* _Stated problem 1_
Rewrite the part of the Alexis Nicolas biography starting with "On 26 November" and going on through "win the title.", renaming "Tour Event Fight" as "TEF" wherever it occurs.
* _Stated problem 2_
Extend the Alexis Nicolas biography past its final sentence.

- Born: 14 July 1998 (age 28) Paris, France
- Nickname: Barboza
- Height: 1.83 m (6 ft 0 in)
- Weight: 76.6 kg (169 lb; 12 st 1 lb)
- Division: Lightweight (ONE) Super middleweight
- Style: Kickboxing; Savate;
- Fighting out of: Paris, France
- Team: Mahmoudi Gym (Kickboxing) ATCH Academy (MMA)
- Years active: 2021–present

Kickboxing record
- Total: 18
- Wins: 16
- By knockout: 5
- Losses: 2

Mixed martial arts record
- Total: 2
- Wins: 2
- By knockout: 2
- Losses: 0

= Alexis Nicolas (kickboxer) =

French kickboxer and mixed martial artist (born 1998)

Alexis Nicolas (born 14 July 1998) is a French kickboxer and mixed martial artist. He is a former ISKA World Super Middleweight K-1 champion and the former ONE Lightweight Kickboxing World Champion.

In May 2024, Nicolas was ranked as the third best men's welterweight kickboxer in the world by Beyond Kickboxing, and No. 1 ranked welterweight in the world by Combat Press

==Biography and career==
===Early life===
Nicolas was born to a Haitian father and an Algerian mother. Nicolas' early life had been full of abuse, poverty and violence. To atone for the rage he became prone to, he took up savate at the age of 14. He became multiple times French champion in different age categories. On 19 December 2021, He won the FISav Savate world title against Anton Chernikov by unanimous decision. Following that victory Nicolas took the decision to transition to kickboxing rules, training out of Mahmoudi Gym.

===Kickboxing transition===
On 22 June 2022, Nicolas faced Mohammad Amir from Iran at Kunlun Fight and Cicada FC 1 in Dubai. He won the fight by second round technical knockout due to low kicks.

On 26 November 2022, Nicolas faced Ismael Ayaadi at Tour Event Fight 10. He won the fight by unanimous decision.

Nicolas faced Abdellah Oussaid for the vacant MTGP K-1 World 77 kg title at Muay Thai Grand Prix on 23 March 2023. He won the fight by unanimous decision.

Nicolas faced Ioannis Bitsios for the vacant ISKA World Super Middleweight K-1 Championship on 25 November 2023, at Tour Event Fight 11. He won the bout by knockout in the second round to win the vacant title.

===ONE Championship===
Nicolas faced Magomed Magomedov at ONE Friday Fights 47 on 12 January 2024. He won the bout by unanimous decision.

====ONE Lightweight Kickboxing World Champion====
Nicolas faced defending ONE Lightweight Kickboxing World Champion Regian Eersel on 6 April 2024, at the main event of ONE Fight Night 21. He won the bout by unanimous decision to win the title.

The rematch between Nicolas and Eersel for the ONE Lightweight Kickboxing World Championship took place on 5 October 2024, at ONE Fight Night 25. He lost the title via unanimous decision. At the end of 2024, Nicolas was ranked among the five "Breakout Star of the Year" for ONE Championship.

* _Supplied data_

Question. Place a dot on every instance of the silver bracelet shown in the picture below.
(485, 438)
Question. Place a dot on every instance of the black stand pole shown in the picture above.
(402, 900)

* _Right answer 1_
On 26 November 2022, Nicolas faced Ismael Ayaadi at TEF 10. He won the fight by unanimous decision.

Nicolas faced Abdellah Oussaid for the vacant MTGP K-1 World 77 kg title at Muay Thai Grand Prix on 23 March 2023. He won the fight by unanimous decision.

Nicolas faced Ioannis Bitsios for the vacant ISKA World Super Middleweight K-1 Championship on 25 November 2023, at TEF 11. He won the bout by knockout in the second round to win the vacant title.

===ONE Championship===
Nicolas faced Magomed Magomedov at ONE Friday Fights 47 on 12 January 2024. He won the bout by unanimous decision.

====ONE Lightweight Kickboxing World Champion====
Nicolas faced defending ONE Lightweight Kickboxing World Champion Regian Eersel on 6 April 2024, at the main event of ONE Fight Night 21. He won the bout by unanimous decision to win the title.

* _Right answer 2_
The trilogy bout between Nicolas and Eersel took place on 5 April 2025, at ONE Fight Night 30. At the weigh-ins, Eersel failed the hydration test and came in at 170.5 pounds, 0.5 pounds over the lightweight limit. As a results, Eersel was stripped of the title and Nicolas was eligible to win it. He lost the fight via unanimous decision.

On September 9, 2025, it was announced that Nicolas was released from ONE Championship.

==Mixed martial art career==
Nicolas made his professional mixed martial arts debut on April 10, 2026, against Jack Woodard at Ares FC 40. He won the fight by second round technical knockout.

==Titles and accomplishments==
===Kickboxing===
- ONE Championship
  - ONE Lightweight Kickboxing World Championship (One time)
  - First French champion in ONE Championship
- International Sport Kickboxing Association
  - 2023 ISKA K-1 World Super-middleweight (−78 kg) Champion
- Muay Thai Grand Prix
  - 2023 KGP K-1 World −77 kg Champion (one defense)

===Savate===
- Federation Internationale de Savate
  - 2021 FISav World −80 kg Champion
  - 2019 FISav Junior World Championship Winner
  - 2018 FISav Junior European Championship Winner (−75 kg)
  - 2017 FISav World Championship Runner-up (−75 kg)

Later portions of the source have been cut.